→ Aim of the task: Your answer should consist of every line in the records that holds "placard".

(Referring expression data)
######
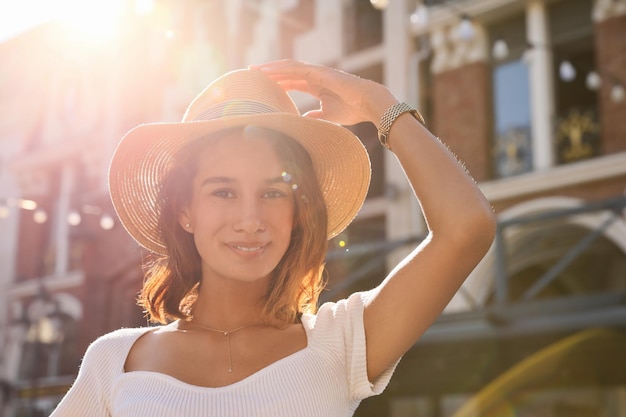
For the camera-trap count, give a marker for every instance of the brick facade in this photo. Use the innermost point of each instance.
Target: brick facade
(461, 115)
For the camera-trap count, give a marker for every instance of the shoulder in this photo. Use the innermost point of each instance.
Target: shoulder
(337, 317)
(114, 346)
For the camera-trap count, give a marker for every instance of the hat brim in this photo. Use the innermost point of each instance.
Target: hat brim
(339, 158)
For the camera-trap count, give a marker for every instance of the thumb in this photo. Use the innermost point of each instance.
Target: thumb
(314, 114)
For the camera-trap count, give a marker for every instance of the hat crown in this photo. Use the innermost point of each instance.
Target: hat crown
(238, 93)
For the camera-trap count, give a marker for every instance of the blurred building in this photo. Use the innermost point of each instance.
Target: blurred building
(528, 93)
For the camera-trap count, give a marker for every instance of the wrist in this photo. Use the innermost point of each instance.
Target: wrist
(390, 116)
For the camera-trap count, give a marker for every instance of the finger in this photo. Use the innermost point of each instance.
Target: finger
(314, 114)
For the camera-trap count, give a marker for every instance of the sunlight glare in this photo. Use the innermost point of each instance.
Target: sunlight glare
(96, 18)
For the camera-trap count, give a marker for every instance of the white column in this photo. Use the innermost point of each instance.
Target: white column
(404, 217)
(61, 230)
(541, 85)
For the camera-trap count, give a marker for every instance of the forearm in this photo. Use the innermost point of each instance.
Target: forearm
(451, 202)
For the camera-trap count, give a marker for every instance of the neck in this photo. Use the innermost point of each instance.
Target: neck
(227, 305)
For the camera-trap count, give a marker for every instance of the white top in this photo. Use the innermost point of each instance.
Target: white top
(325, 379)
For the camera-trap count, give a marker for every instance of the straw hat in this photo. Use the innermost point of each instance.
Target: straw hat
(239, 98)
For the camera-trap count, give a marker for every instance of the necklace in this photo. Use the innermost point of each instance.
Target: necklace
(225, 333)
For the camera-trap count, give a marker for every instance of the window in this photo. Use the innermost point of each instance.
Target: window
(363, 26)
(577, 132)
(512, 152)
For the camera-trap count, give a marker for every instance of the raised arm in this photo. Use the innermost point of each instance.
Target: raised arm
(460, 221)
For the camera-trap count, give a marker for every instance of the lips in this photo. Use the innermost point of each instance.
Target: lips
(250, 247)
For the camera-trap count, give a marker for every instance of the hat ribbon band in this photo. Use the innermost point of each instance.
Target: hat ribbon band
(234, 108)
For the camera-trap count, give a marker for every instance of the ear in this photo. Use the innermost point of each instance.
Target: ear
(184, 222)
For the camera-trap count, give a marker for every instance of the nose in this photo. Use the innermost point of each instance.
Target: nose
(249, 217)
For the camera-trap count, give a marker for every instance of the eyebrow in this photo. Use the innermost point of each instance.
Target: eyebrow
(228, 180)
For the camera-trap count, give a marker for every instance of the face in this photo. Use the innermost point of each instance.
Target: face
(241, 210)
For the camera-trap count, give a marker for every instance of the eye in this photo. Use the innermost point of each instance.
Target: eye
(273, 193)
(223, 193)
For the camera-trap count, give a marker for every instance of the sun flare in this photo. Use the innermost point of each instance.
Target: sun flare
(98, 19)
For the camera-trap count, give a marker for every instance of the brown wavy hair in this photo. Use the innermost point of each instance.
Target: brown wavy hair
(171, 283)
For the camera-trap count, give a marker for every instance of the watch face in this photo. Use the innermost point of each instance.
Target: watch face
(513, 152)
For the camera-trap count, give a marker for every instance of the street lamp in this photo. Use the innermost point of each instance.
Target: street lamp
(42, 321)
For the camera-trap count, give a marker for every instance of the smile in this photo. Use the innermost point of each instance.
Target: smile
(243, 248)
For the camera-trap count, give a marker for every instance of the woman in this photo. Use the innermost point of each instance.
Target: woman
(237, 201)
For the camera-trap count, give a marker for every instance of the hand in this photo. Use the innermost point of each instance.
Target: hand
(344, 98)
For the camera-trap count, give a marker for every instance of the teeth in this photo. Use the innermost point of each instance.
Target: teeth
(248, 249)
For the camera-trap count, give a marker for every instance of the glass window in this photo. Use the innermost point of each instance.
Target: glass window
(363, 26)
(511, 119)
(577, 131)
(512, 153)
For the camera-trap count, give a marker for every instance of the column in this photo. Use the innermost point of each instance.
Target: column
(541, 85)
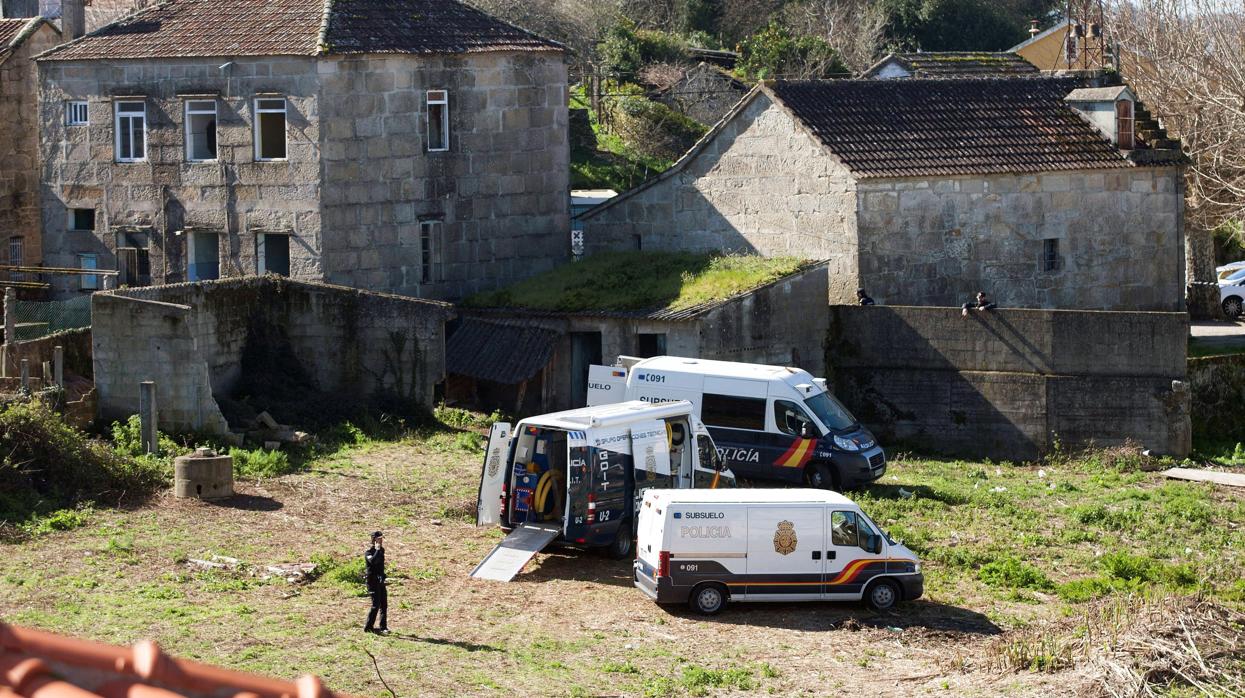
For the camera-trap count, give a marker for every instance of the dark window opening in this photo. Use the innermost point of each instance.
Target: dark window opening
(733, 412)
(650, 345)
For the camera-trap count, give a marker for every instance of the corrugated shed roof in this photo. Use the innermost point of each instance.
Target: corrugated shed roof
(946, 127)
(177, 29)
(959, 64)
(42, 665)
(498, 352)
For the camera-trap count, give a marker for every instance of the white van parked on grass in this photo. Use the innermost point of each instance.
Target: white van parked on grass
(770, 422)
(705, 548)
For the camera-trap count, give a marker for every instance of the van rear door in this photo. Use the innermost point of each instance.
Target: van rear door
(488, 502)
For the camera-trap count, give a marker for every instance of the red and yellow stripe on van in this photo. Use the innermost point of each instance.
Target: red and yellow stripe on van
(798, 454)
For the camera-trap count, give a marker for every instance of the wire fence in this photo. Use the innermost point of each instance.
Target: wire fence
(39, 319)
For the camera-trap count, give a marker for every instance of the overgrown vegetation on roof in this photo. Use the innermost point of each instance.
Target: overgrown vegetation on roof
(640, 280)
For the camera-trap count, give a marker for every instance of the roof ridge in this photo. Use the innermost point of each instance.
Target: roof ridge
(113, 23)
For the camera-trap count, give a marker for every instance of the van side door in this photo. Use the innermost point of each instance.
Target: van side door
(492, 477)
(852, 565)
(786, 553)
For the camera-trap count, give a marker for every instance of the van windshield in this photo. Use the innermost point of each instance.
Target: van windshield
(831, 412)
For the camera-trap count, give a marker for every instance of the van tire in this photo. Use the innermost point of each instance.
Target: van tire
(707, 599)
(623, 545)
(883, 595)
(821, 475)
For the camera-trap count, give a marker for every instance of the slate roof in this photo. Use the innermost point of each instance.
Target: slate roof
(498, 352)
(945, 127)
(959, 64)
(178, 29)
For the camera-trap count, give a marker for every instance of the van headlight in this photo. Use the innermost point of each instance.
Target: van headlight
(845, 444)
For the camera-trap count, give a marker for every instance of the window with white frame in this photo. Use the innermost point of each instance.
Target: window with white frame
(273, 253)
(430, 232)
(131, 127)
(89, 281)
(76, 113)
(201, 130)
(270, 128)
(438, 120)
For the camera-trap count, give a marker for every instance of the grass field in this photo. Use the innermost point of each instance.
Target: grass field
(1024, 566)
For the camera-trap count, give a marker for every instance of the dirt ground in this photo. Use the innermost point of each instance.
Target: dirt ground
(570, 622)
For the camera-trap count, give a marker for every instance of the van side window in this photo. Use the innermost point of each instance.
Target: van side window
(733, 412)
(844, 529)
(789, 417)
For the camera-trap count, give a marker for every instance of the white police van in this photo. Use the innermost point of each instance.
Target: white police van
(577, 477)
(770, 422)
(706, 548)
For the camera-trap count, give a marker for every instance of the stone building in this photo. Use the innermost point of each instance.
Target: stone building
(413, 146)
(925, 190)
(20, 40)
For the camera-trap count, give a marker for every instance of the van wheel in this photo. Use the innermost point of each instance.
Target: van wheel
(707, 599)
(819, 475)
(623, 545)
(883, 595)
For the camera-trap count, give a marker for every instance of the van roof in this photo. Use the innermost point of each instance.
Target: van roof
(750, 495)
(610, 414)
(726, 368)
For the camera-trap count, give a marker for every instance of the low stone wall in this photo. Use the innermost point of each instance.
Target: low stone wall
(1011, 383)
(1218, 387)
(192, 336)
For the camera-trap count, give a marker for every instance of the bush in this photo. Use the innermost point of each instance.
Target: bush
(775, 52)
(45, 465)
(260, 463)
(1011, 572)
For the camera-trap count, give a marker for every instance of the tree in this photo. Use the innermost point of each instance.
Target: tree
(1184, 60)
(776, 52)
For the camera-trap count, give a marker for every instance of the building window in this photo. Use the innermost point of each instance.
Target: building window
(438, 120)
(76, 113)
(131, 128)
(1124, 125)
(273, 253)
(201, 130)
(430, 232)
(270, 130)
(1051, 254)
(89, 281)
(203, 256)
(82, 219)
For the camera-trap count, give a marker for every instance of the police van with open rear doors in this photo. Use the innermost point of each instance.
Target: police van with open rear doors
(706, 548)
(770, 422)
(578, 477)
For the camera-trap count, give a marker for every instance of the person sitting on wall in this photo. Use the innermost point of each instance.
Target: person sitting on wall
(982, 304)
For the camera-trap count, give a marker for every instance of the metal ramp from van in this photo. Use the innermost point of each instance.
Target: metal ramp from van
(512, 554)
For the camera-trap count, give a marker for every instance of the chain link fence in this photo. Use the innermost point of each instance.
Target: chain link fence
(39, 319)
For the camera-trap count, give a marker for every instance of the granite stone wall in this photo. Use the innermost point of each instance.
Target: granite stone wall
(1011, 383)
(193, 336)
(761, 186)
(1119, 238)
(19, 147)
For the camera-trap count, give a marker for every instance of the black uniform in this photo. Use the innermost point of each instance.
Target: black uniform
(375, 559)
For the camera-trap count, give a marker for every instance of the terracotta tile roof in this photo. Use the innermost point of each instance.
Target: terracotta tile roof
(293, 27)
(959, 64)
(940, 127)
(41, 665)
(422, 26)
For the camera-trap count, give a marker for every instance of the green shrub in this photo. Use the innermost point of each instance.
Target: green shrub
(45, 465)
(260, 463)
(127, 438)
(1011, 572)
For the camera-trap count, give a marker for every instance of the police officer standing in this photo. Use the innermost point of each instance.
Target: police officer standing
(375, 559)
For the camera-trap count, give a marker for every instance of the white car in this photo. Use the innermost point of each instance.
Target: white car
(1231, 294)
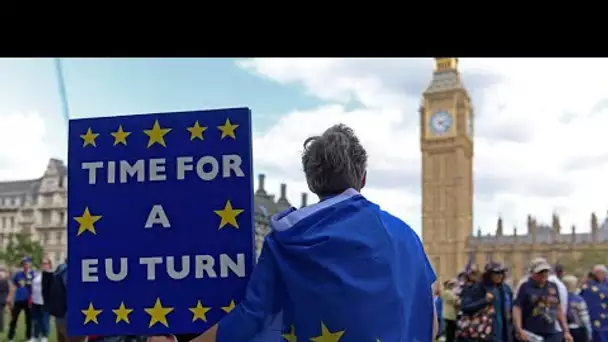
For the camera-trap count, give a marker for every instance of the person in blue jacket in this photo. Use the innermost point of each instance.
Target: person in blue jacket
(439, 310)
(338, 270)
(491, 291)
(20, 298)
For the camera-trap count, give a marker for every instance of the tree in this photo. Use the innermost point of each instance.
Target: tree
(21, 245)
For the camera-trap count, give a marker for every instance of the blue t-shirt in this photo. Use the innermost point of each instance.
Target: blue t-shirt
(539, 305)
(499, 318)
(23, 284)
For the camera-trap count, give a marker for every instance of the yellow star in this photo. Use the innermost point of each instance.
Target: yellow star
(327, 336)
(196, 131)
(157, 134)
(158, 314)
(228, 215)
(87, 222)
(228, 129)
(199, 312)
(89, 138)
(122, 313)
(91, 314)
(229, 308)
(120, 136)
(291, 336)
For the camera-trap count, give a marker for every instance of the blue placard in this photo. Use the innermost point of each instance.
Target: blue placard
######
→ Finished exercise:
For the camera-trap count, give a marker for every instance of the blue placard in this photo. Use the innermost point of each instance.
Target: blue placard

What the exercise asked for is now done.